Required work
Your reply should hold the line containing "point: the green pasture" and every later line of the records, reproduced exactly, and no other lines.

Data provided below:

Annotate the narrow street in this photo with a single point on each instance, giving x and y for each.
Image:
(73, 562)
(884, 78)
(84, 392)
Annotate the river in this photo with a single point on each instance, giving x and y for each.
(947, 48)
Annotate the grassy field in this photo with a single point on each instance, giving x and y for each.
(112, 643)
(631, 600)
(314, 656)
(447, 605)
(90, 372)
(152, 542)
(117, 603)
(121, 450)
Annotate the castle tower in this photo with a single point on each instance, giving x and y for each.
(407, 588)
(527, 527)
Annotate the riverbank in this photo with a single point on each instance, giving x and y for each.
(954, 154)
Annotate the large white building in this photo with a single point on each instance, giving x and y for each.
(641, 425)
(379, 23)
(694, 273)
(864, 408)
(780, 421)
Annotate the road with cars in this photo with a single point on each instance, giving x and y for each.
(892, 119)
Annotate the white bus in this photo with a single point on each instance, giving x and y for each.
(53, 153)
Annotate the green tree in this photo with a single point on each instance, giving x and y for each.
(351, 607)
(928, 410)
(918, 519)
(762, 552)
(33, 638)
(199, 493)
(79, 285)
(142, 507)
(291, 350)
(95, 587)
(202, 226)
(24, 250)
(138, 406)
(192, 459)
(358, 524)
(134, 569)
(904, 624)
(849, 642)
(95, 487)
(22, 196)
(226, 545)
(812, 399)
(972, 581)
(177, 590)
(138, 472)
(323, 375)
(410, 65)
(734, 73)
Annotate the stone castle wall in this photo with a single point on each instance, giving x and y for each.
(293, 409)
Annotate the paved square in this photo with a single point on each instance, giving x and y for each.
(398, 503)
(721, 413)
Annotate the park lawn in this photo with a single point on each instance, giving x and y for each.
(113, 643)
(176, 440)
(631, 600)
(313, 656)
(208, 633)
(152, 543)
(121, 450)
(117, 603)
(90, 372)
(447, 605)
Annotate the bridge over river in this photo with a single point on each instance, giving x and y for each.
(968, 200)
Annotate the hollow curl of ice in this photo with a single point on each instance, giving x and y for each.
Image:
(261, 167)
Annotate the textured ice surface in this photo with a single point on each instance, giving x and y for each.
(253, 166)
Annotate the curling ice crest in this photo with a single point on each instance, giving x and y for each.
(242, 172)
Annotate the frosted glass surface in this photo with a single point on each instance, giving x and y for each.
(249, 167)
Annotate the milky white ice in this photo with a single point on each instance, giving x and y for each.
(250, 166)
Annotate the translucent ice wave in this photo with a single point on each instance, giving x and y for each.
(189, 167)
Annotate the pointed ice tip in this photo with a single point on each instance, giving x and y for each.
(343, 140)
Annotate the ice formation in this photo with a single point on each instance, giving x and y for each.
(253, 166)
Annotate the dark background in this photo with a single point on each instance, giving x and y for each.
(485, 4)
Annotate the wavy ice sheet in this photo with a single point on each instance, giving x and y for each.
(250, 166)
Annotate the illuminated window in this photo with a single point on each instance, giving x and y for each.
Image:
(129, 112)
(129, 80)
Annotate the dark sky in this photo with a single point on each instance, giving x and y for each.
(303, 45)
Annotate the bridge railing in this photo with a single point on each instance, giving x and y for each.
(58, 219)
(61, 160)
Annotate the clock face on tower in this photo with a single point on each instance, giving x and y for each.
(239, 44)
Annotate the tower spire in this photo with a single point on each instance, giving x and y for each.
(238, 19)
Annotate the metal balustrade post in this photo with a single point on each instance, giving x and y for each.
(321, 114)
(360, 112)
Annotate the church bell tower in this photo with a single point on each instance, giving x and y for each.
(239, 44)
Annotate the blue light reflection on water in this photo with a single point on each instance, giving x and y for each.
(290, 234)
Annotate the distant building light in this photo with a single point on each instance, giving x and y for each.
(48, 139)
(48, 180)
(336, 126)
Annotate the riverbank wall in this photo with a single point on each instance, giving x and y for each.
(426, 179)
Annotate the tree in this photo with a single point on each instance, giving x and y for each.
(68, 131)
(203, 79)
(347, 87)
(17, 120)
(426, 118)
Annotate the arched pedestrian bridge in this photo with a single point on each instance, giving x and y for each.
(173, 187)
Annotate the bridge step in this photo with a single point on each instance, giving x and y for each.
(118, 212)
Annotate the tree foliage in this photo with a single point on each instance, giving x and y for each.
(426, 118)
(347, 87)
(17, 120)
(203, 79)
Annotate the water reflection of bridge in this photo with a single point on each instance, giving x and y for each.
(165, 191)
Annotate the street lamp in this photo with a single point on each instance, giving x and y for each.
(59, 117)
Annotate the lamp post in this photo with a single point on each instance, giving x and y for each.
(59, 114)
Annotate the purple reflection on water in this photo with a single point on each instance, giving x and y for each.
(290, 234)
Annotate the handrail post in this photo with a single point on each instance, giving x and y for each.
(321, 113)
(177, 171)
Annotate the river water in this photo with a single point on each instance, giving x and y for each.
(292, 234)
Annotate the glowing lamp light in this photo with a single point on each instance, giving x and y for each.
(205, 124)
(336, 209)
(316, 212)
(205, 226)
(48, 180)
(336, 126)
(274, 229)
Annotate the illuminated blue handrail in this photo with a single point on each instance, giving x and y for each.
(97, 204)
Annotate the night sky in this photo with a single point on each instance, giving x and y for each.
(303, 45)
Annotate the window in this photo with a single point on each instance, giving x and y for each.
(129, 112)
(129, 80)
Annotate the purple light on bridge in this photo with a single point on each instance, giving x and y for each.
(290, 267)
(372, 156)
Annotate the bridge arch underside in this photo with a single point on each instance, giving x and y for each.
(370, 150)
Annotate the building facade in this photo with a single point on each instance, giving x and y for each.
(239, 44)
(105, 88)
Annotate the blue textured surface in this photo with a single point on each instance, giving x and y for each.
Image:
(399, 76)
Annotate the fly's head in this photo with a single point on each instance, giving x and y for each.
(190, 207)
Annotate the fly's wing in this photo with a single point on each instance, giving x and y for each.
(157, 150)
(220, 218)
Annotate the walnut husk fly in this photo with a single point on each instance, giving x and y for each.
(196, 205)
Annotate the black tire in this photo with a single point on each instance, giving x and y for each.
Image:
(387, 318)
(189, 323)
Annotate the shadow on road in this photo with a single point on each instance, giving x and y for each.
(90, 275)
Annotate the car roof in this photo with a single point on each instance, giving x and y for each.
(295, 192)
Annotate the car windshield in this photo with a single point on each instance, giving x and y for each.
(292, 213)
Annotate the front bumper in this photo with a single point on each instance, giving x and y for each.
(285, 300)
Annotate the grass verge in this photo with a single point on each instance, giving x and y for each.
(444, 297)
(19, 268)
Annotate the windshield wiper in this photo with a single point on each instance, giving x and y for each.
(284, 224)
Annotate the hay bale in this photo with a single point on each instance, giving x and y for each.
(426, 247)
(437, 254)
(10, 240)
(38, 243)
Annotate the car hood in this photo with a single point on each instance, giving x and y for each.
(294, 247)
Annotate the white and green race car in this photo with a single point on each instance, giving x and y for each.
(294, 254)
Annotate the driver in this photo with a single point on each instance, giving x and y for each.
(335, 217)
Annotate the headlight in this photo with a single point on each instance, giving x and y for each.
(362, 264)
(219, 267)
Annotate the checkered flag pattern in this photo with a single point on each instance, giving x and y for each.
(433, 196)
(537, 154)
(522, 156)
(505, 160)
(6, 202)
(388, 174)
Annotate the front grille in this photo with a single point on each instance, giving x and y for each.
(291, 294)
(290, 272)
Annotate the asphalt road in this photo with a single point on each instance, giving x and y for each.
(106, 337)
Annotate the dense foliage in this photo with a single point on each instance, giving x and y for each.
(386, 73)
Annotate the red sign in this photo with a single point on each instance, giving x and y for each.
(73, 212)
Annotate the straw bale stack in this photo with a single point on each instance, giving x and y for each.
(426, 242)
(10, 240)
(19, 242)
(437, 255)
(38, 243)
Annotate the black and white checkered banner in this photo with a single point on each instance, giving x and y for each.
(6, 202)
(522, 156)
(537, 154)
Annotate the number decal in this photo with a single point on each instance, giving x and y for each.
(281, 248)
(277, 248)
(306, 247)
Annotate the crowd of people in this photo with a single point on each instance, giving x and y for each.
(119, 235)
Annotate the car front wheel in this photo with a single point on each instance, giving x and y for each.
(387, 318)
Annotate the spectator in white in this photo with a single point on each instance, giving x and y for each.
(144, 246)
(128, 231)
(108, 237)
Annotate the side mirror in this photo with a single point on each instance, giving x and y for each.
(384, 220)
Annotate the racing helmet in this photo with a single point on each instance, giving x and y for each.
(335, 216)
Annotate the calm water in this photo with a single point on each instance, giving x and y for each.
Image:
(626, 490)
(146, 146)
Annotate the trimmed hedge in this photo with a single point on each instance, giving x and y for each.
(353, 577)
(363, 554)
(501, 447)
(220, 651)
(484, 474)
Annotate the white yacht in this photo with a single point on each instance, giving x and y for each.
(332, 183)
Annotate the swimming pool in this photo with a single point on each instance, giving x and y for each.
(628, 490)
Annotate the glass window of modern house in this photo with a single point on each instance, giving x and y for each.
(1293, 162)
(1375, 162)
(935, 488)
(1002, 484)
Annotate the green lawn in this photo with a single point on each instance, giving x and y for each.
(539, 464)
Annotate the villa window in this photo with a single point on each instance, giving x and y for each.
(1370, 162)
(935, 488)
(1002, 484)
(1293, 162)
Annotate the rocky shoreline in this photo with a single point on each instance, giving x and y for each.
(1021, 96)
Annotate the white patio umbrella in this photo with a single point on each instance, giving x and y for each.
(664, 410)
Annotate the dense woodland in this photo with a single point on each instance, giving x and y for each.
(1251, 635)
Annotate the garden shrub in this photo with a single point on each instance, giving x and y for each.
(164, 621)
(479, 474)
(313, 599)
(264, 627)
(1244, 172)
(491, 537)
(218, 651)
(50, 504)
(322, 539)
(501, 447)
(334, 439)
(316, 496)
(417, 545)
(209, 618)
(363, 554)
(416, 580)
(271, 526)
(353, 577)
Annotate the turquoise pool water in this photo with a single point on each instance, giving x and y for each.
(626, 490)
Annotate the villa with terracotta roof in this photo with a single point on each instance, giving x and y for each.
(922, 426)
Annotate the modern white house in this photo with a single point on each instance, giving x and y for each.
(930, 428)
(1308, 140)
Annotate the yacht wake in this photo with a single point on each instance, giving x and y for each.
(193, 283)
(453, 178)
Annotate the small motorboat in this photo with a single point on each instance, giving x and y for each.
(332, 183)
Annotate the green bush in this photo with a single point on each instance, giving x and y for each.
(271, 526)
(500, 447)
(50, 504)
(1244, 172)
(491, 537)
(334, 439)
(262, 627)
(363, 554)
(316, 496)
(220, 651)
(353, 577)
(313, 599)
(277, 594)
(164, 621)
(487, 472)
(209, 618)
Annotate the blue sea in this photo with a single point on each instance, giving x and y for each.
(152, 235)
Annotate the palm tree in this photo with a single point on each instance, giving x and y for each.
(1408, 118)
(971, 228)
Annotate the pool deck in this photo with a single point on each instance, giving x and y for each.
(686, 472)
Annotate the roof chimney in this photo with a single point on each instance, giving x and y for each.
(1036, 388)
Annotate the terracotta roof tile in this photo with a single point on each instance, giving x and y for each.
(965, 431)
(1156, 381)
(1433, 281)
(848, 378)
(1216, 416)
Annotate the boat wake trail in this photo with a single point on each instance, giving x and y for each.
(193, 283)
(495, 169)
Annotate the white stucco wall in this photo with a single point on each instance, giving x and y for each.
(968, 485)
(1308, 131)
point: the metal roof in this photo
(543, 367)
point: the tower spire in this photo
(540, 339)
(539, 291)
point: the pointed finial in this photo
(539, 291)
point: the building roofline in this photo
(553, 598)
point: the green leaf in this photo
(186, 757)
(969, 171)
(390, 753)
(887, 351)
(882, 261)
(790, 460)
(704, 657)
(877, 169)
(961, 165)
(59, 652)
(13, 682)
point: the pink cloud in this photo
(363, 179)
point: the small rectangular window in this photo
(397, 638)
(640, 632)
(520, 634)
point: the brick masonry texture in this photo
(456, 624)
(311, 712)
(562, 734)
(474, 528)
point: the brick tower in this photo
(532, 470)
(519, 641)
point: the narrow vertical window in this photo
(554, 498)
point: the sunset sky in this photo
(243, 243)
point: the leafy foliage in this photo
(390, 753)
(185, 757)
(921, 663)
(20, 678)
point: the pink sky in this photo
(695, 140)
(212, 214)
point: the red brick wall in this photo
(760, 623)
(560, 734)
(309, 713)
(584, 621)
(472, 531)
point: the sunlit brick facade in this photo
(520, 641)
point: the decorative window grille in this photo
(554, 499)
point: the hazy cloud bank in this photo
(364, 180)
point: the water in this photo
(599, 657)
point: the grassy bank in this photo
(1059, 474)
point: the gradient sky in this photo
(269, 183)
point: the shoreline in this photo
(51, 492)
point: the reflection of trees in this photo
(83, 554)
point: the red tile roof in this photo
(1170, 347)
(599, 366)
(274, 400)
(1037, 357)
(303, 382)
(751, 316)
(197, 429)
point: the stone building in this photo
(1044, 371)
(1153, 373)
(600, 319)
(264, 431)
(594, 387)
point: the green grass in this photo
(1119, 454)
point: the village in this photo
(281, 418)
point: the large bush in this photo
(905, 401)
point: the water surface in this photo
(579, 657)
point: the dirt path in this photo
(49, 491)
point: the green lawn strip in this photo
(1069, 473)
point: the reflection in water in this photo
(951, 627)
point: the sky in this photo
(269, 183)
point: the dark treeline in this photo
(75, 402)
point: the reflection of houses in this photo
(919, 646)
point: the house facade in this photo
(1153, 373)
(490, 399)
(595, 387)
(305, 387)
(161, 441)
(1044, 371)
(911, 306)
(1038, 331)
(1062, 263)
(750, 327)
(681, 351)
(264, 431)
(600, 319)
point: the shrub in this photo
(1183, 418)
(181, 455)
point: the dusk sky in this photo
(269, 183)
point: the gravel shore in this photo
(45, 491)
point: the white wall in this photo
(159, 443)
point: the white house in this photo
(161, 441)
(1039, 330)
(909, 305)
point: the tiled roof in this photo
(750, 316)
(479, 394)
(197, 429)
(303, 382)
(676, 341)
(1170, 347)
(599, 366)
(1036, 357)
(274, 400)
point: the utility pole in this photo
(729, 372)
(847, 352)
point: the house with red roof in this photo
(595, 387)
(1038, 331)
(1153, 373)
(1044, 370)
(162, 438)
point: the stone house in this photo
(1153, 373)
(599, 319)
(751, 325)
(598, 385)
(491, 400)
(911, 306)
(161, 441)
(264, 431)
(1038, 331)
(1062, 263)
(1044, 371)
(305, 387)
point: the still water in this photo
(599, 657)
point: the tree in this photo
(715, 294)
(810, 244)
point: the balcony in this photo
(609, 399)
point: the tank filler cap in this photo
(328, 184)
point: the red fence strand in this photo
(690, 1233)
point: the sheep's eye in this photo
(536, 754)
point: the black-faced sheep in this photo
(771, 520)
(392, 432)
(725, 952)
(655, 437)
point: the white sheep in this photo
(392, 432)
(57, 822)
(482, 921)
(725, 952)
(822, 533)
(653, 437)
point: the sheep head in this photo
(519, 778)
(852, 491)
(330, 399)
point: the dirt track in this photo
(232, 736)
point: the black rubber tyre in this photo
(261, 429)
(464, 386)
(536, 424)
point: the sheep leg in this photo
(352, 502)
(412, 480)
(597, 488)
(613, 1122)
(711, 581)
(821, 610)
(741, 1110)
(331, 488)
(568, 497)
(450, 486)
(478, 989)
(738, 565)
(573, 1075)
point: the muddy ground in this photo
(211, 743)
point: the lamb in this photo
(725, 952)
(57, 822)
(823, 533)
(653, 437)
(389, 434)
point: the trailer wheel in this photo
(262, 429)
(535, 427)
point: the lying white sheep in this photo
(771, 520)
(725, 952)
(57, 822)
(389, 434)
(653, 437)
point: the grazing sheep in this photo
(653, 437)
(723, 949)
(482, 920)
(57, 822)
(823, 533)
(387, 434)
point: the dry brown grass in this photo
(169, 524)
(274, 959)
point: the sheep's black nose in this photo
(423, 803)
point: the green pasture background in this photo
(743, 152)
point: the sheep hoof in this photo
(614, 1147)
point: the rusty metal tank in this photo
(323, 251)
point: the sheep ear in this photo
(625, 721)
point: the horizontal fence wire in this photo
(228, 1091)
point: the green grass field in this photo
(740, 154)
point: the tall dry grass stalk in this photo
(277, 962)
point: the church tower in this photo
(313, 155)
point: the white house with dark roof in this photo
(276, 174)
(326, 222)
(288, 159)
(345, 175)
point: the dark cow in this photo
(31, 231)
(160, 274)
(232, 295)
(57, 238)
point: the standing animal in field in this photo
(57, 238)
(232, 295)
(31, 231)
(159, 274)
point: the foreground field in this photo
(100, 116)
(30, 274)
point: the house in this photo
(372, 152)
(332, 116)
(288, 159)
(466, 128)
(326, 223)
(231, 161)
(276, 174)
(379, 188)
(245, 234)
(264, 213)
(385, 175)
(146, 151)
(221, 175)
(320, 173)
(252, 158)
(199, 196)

End of Data provided.

Solution to this task
point: the green pasture background in this photo
(743, 152)
point: the sheep hoof in this photo
(614, 1147)
point: the rusty metal tank in this photo
(323, 251)
point: the sheep ear in this photo
(625, 721)
point: the horizontal fence wire in this photo
(228, 1091)
point: the green grass field in this photo
(740, 154)
point: the tall dry grass stalk in this photo
(277, 962)
point: the church tower in this photo
(313, 155)
point: the white house with dark roof in this photo
(276, 174)
(326, 222)
(288, 159)
(345, 175)
point: the dark cow in this photo
(31, 231)
(160, 274)
(232, 295)
(57, 238)
point: the standing animal in field in this photo
(57, 238)
(232, 295)
(31, 231)
(159, 274)
point: the foreground field in this photo
(100, 116)
(30, 274)
point: the house in this photo
(372, 152)
(332, 116)
(288, 159)
(466, 128)
(326, 223)
(231, 161)
(276, 174)
(379, 188)
(245, 234)
(264, 213)
(385, 175)
(146, 151)
(221, 175)
(320, 173)
(252, 158)
(199, 196)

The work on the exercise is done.